**TASK LIST**
a. Translate into Spanish this sentence from the excerpt on consciousness and meaning: "What unites all of these states is that there is something it is like to be in them."
b. Reproduce the part of the excerpt on consciousness and meaning between "Today’s A.I. systems" and "most important question.", inclusive.

Which is precisely the subject of the well-known essay facing up to the hard problem of consciousness.
David Chalmers wrote:The really hard problem of consciousness is the problem of experience. When we think and perceive, there is a whir of information-processing, but there is also a subjective aspect. As Nagel (1974) has put it, there is something it is like to be a conscious organism. This subjective aspect is experience. When we see, for example, we experience visual sensations: the felt quality of redness, the experience of dark and light, the quality of depth in a visual field. Other experiences go along with perception in different modalities: the sound of a clarinet, the smell of mothballs. Then there are bodily sensations, from pains to orgasms; mental images that are conjured up internally; the felt quality of emotion, and the experience of a stream of conscious thought. What unites all of these states is that there is something it is like to be in them. All of them are states of experience.

The NY Times OP that Dan linked to - co-incidentally, published the very day that I started working at an AI company as tech writer! - makes a related point, which is that computers don't understand meaning.
Today’s A.I. systems sorely lack the essence of human intelligence: understanding the situations we experience, being able to grasp their meaning. The mathematician and philosopher Gian-Carlo Rota famously asked, “I wonder whether or when A.I. will ever crash the barrier of meaning.” To me, this is still the most important question.

**RECORDED DATA**
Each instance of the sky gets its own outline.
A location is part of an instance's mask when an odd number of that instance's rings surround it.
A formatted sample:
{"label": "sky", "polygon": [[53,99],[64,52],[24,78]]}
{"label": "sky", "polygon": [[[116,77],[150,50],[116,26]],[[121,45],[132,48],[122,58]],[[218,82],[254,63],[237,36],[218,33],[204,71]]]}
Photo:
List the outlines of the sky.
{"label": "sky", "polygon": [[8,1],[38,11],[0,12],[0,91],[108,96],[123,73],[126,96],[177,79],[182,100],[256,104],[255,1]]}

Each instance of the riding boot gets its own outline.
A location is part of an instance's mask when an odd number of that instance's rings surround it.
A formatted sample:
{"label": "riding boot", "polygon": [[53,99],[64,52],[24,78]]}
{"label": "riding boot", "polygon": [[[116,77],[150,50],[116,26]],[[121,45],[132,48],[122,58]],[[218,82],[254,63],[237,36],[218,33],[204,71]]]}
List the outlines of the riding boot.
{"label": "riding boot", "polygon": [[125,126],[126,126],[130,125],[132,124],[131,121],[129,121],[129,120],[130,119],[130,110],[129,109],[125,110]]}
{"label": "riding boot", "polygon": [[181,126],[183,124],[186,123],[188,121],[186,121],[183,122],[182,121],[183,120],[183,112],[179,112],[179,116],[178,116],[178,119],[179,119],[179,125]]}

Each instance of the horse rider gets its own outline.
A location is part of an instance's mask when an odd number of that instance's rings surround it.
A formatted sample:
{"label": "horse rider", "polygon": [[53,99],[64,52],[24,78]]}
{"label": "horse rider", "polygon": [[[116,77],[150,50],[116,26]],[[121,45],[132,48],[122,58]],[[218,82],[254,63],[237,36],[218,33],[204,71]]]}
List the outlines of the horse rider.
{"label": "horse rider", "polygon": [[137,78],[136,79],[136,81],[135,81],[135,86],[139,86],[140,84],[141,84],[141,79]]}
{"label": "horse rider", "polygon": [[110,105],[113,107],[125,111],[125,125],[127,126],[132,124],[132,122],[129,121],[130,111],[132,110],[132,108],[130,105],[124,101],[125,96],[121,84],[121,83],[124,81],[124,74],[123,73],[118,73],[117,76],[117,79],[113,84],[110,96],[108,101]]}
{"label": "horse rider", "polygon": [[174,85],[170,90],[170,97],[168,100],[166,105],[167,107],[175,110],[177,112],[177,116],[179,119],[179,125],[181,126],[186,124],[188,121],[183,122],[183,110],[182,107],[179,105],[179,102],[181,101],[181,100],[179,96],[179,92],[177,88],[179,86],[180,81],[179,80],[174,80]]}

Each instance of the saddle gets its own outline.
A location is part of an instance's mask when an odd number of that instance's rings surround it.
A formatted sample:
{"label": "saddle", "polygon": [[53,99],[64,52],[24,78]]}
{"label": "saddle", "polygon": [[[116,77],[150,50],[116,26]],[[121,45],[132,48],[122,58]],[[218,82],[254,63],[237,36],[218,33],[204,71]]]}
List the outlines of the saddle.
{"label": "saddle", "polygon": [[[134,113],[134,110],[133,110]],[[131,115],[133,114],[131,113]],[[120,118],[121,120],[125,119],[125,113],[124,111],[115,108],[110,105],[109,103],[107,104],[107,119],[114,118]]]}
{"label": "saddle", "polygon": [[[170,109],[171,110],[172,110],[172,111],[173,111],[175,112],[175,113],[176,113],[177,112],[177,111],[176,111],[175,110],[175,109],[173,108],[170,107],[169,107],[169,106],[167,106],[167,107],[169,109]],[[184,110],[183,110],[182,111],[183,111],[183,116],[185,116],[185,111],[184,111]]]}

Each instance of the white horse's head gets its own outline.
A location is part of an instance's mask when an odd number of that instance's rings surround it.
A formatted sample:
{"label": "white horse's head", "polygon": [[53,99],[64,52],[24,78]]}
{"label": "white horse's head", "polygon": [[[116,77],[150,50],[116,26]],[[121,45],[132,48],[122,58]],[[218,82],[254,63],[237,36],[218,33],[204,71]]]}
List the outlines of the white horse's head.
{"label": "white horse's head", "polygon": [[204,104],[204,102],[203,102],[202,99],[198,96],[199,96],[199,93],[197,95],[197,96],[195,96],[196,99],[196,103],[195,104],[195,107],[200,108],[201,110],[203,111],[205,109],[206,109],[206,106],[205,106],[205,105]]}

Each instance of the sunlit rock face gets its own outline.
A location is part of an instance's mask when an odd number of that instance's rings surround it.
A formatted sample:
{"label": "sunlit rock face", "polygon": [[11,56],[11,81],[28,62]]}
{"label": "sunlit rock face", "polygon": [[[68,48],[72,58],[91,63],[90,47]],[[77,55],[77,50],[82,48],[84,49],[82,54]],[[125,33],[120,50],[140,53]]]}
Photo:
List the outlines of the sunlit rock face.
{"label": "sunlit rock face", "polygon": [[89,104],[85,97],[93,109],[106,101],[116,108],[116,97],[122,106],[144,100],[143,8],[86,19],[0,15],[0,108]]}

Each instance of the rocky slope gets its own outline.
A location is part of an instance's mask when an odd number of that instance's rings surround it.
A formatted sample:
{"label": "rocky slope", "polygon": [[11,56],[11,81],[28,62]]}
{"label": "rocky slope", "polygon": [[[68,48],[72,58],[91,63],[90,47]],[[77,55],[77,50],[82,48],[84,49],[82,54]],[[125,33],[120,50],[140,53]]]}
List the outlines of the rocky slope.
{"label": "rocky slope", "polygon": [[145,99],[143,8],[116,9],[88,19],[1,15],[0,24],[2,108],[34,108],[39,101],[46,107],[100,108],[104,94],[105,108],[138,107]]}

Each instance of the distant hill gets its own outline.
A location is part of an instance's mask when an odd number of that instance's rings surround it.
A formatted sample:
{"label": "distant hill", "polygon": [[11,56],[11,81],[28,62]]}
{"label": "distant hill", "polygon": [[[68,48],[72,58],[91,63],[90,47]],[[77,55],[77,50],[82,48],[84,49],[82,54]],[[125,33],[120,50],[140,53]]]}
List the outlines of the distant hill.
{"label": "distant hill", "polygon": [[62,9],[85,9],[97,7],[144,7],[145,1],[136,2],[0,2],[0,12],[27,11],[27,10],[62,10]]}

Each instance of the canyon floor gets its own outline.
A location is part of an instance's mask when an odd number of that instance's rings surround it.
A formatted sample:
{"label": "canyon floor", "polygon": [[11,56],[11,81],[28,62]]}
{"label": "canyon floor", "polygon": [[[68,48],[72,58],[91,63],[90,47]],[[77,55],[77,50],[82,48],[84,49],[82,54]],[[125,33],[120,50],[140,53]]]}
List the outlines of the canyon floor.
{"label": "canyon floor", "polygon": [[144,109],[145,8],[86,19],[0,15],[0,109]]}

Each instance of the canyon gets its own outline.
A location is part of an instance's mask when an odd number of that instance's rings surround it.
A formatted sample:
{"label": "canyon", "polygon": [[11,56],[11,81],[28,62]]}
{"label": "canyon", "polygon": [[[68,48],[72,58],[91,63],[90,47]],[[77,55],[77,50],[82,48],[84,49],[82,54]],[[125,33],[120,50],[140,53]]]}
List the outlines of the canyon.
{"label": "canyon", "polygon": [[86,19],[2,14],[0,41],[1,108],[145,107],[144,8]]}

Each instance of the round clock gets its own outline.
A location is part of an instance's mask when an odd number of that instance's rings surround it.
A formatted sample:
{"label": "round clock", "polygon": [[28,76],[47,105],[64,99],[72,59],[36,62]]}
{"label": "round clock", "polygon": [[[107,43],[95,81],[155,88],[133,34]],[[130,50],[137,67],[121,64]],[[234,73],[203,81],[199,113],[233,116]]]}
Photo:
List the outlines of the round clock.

**WORKED ANSWERS**
a. Lo que une a todos estos estados es que hay algo que se siente al estar en ellos.

b.
Today’s A.I. systems sorely lack the essence of human intelligence: understanding the situations we experience, being able to grasp their meaning. The mathematician and philosopher Gian-Carlo Rota famously asked, “I wonder whether or when A.I. will ever crash the barrier of meaning.” To me, this is still the most important question.